Extracted records:
=== Begin Enclosure ===

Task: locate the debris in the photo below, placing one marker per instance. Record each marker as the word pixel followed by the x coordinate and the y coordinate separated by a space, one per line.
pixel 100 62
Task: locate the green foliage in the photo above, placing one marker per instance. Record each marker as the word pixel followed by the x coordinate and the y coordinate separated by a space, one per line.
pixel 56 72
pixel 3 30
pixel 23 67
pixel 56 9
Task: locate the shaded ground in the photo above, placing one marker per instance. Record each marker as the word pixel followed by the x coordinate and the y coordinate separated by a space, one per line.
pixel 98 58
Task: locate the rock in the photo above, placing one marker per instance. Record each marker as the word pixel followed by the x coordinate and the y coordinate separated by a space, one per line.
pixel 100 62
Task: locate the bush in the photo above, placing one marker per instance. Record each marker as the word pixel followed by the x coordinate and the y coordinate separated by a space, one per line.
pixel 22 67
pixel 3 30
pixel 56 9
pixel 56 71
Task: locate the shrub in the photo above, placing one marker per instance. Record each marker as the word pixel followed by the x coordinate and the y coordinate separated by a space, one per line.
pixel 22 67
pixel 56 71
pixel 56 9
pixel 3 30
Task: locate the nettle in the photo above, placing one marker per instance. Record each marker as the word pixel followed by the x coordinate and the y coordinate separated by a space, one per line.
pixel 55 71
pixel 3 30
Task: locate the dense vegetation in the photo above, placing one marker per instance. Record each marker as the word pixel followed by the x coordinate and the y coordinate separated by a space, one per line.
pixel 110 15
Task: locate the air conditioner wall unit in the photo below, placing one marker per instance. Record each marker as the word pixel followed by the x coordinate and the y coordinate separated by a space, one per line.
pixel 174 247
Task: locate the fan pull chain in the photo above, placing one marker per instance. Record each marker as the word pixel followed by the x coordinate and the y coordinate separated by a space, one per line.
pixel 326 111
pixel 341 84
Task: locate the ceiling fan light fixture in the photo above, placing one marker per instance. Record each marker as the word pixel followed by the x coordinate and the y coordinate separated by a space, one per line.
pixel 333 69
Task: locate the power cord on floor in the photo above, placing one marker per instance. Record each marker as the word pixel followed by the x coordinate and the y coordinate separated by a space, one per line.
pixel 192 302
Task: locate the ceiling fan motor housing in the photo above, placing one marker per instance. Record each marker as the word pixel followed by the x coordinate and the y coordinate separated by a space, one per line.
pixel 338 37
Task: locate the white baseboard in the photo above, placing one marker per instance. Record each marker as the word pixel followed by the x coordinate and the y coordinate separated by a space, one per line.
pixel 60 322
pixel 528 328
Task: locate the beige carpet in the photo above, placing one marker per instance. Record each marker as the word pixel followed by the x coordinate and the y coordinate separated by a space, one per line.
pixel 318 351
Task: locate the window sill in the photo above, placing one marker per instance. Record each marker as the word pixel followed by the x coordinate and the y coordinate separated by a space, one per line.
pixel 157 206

=== End Enclosure ===

YOUR OBJECTIVE: Exact retyping of every entry is required.

EXERCISE ANSWER:
Task: locate the debris in the photo below, placing one marker per instance. Record each marker as the word pixel followed by the x coordinate and the y coordinate separated by a space, one per line.
pixel 100 62
Task: locate the green foliage in the photo above, placing one marker per instance. Record each marker as the word pixel followed by the x coordinate and the y coordinate separated by a space, one per line.
pixel 56 72
pixel 3 30
pixel 23 67
pixel 56 9
Task: locate the shaded ground in the photo above, placing one marker per instance. Record each marker as the word pixel followed by the x coordinate and the y coordinate separated by a space, one per line.
pixel 98 58
Task: locate the rock in the photo above, placing one marker per instance. Record each marker as the word pixel followed by the x coordinate and the y coordinate separated by a space, one per line.
pixel 100 62
Task: locate the bush in the photo above, placing one marker per instance. Record each marker as the word pixel followed by the x coordinate and the y coordinate separated by a space, one per line.
pixel 22 67
pixel 3 30
pixel 56 9
pixel 56 71
Task: locate the shrub in the photo above, placing one marker per instance. Record each marker as the word pixel followed by the x coordinate and the y coordinate separated by a space, one per line.
pixel 22 67
pixel 56 71
pixel 56 9
pixel 3 30
Task: locate the nettle in the photo above, placing one marker per instance. Record each marker as the word pixel followed by the x coordinate and the y coordinate separated by a space, one per line.
pixel 55 71
pixel 3 30
Task: locate the dense vegetation in the photo above, placing one marker per instance. Record each marker as the word pixel followed by the x coordinate and the y coordinate separated by a space, one per line.
pixel 110 15
Task: locate the air conditioner wall unit in the photo below, placing one marker per instance. Record each marker as the word pixel followed by the x coordinate and the y coordinate separated by a space, one per line.
pixel 174 247
Task: locate the fan pull chain in the photo above, placing one marker per instance. Record each marker as the word pixel followed by the x coordinate and the y coordinate separated by a space, one per line.
pixel 326 111
pixel 341 84
Task: locate the ceiling fan light fixture in the photo above, placing one marker per instance. Record each marker as the word pixel followed by the x coordinate and the y coordinate separated by a space, one per line.
pixel 333 69
Task: locate the power cord on floor in the photo above, placing one marker per instance. Record each marker as the word pixel followed by the x coordinate and the y coordinate separated by a space, one per line.
pixel 192 302
Task: locate the ceiling fan motor housing in the photo above, placing one marker per instance. Record each marker as the word pixel followed by the x coordinate and the y coordinate separated by a space, one per line.
pixel 338 37
Task: locate the white baseboard in the photo above, placing one marker per instance. Record each marker as the word pixel followed by the x coordinate and the y coordinate separated by a space, one per line.
pixel 60 322
pixel 528 328
Task: locate the beige carpet in the photo above, placing one marker per instance. Record each marker as the word pixel followed by the x coordinate and the y coordinate separated by a space, one per line.
pixel 318 351
Task: locate the window sill in the photo above, placing one marker per instance. Record each marker as the word pixel followed by the x coordinate and the y coordinate separated by a space, one per line.
pixel 157 206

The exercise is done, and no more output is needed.